Locate every line in the records that contains the word "instance", matching case, and copy each of those lines.

────────────────────

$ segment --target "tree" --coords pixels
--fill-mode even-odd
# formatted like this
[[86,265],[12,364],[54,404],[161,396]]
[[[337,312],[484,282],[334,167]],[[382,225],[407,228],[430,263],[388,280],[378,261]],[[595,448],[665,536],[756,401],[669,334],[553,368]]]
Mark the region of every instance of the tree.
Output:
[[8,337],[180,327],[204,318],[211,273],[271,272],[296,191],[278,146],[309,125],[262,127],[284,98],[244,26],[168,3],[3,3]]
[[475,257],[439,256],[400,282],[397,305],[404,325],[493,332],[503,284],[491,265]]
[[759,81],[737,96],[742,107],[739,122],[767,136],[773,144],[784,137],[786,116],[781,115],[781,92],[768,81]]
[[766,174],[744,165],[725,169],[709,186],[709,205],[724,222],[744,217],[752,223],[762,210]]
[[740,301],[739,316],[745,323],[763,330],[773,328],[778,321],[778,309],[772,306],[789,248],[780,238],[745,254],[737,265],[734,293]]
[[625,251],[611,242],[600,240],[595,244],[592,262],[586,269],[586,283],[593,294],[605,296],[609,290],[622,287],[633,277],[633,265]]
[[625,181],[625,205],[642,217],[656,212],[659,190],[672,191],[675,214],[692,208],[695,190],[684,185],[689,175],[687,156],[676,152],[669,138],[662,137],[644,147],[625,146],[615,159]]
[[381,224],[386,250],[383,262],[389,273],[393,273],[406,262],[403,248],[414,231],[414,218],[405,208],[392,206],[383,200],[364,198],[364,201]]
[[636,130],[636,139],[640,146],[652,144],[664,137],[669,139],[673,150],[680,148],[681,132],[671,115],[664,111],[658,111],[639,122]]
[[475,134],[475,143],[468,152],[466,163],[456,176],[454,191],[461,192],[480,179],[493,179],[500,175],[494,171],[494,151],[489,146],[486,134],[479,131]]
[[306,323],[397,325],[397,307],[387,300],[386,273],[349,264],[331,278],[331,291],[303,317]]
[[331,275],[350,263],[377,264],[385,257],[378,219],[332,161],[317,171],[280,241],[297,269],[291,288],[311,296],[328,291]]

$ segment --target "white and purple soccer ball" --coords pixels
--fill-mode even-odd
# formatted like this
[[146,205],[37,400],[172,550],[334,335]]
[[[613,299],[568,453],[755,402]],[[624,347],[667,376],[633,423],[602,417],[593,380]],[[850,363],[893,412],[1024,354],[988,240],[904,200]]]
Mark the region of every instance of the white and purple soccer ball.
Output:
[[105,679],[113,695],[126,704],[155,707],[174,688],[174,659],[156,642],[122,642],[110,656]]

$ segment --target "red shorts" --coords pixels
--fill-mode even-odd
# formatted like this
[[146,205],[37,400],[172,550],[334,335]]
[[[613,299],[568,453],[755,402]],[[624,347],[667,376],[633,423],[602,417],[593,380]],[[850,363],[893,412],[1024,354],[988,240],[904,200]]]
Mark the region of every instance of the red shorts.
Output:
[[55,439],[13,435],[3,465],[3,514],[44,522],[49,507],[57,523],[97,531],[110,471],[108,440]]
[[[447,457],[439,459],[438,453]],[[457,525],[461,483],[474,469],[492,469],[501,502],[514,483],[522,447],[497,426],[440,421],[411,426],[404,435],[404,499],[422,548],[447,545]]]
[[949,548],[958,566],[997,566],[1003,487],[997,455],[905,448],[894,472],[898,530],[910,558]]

────────────────────

> [RESULT]:
Mark the region of every instance of the tree.
Mark the region of every instance of the white and purple soccer ball.
Mark the region of every instance of the red shorts.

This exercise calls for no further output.